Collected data

--- begin ---

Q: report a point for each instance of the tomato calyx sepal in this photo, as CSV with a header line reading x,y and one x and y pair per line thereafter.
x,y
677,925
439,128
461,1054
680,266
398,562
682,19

--- end ---

* _Work to do_
Could you reproduce all of the entries above, line for line, with nothing altered?

* _Exercise solution_
Q: report a point for each instance of the tomato calyx sepal in this photo, as CSV with a header line reading x,y and one x and y pair per line thereafter.
x,y
677,925
439,128
461,1054
680,266
398,562
682,19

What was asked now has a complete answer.